**Questions on the material:**
1 – In the article on the Chang’e-6 launch, from which launch center did the rocket lift off?
2 – Rewrite the article on the Chang’e-6 launch from "China’s Chang’e-6 is" up to and including "space exploration mission.", swapping "milestone" for "achievement".
3 – Write the next part of the article on the Chang’e-6 launch, picking up after its final sentence.

China has launched an unmanned spacecraft on a nearly two-month journey to gather rocks and soil from the moon’s far side, becoming the first country to undertake such an ambitious task.

China’s heaviest rocket, the Long March-5, lifted off at 5:27 p.m. Beijing time (0927 GMT) from the Wenchang Space Launch Center on the southern island of Hainan, carrying the Chang’e-6 probe weighing more than 8 metric tons.

China’s Chang’e-6 is entrusted with landing in the South Pole-Aitken Basin on the moon’s far side, which is continuously facing away from Earth, and retrieving and returning samples.

The launch is another significant milestone in China’s lunar and space exploration mission.

“It is a bit of a mystery to us how China has been able to develop such an ambitious and successful programme in such a short time,” said Pierre-Yves Meslin, a French researcher working on one of the Chang’e-6 mission’s scientific objectives.

In 2018, Chang’e-4 made China’s first unmanned moon landing on the far side. Chang’e-5 returned lunar samples for the first time in 44 years in 2020, and Chang’e-6 has the potential to make China the first country to retrieve samples from the moon’s “hidden” side.

Scientists, diplomats, and space agency officials from France, Italy, Pakistan, and the European Space Agency all attended the launch, which carried moon-study payloads on Chang’e-6.

**Excerpted records:**
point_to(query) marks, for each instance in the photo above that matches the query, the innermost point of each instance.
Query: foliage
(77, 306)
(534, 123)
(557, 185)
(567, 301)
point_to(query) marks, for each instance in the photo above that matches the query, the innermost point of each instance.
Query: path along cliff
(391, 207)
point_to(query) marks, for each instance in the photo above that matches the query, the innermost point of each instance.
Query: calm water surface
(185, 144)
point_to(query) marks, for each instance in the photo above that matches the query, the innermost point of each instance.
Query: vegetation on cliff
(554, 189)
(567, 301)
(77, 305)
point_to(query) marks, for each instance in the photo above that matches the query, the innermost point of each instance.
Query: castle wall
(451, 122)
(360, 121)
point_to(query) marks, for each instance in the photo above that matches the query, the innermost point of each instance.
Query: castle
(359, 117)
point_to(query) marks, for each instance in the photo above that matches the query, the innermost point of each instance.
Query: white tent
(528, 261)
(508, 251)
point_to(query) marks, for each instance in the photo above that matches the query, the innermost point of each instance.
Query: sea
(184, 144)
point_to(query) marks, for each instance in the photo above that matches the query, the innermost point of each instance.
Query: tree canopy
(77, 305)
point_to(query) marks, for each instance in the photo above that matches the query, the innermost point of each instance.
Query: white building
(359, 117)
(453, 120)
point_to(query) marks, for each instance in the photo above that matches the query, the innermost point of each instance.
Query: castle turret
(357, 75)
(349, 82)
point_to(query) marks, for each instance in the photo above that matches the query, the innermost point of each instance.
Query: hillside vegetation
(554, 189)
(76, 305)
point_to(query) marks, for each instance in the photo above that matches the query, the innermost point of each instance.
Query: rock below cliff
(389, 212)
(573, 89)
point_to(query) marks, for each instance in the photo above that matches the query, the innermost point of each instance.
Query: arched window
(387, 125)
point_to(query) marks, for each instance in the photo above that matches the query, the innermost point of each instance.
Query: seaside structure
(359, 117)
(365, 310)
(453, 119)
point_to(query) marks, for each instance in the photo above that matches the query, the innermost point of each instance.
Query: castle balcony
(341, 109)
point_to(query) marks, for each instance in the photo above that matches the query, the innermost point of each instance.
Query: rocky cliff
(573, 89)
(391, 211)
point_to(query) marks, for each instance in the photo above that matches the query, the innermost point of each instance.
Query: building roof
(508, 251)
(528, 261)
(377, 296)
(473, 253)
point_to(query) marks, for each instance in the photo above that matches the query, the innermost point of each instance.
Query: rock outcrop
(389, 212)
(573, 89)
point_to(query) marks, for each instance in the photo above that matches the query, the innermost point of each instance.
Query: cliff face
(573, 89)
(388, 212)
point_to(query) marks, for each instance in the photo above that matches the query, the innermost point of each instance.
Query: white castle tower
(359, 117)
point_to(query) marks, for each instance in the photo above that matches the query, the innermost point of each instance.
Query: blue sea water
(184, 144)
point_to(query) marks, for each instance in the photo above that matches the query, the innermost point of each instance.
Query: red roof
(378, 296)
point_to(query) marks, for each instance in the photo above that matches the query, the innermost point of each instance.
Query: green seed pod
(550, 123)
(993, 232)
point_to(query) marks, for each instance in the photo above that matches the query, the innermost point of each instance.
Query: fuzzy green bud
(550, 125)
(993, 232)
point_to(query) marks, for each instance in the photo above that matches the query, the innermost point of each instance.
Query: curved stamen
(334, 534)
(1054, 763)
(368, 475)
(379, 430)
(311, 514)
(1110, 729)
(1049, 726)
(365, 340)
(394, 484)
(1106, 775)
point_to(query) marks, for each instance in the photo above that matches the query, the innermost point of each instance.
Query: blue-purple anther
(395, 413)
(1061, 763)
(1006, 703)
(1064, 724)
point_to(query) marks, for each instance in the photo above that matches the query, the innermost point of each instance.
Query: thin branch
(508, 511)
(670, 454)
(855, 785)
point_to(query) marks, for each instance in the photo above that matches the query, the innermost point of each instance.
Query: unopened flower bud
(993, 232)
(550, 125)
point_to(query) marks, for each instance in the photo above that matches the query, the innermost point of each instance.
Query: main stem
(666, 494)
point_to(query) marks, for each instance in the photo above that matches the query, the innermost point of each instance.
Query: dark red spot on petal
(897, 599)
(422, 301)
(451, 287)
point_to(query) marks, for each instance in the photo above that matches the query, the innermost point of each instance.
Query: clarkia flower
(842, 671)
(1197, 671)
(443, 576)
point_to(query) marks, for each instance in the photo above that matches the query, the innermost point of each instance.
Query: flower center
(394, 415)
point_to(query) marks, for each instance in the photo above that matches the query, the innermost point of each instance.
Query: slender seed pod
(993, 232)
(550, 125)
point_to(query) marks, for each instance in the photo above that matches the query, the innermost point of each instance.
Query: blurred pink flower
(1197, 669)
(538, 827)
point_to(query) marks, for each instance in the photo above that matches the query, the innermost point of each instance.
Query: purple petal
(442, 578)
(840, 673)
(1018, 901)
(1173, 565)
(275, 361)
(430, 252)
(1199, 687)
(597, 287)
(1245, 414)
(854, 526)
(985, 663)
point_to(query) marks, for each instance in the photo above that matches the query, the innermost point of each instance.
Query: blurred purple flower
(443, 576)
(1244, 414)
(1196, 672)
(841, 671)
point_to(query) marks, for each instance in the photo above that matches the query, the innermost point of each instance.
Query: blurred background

**Responses per task:**
1 – The Wenchang Space Launch Center on the southern island of Hainan.

2 –
China’s Chang’e-6 is entrusted with landing in the South Pole-Aitken Basin on the moon’s far side, which is continuously facing away from Earth, and retrieving and returning samples.

The launch is another significant achievement in China’s lunar and space exploration mission.

3 –
However, no US groups requested for a payload place, according to Ge Ping, deputy director of the China National Space Administration’s (CNSA) Lunar Exploration and Space Program.

U.S. law prohibits China from collaborating with the United States’ space agency, NASA.

The Dark Side of the Moon

The far side of the moon, also known as the “dark side of the moon” despite receiving sunlight, is the hemisphere that always faces away from Earth. The Soviet Luna 3 spacecraft made the first observation of this strange region in 1959.

Unlike the near side, the far side lacks enormous, dark basins known as marias. Instead, hundreds of craters produced by asteroid collisions over billions of years blanket it.

The South Pole-Aitken Basin, an immense crater more than 1,500 miles wide and several miles deep, is one of the most visible landforms on the far side. This ancient impact basin is among the largest known crater formations in our solar system. The far side likewise has many mountains, ridges, and other harsh topography formed by cosmic collisions.

Studying the far side provides insights into the moon’s genesis and early history because it maintains impact records from the solar system’s turbulent childhood.

Scientists also intend to investigate it for potential resources and future lunar bases. With no atmosphere or magnetic field, the far side displays the wounds of endless meteor bombardments, exposing information about Earth’s only natural satellite that the near side lacks.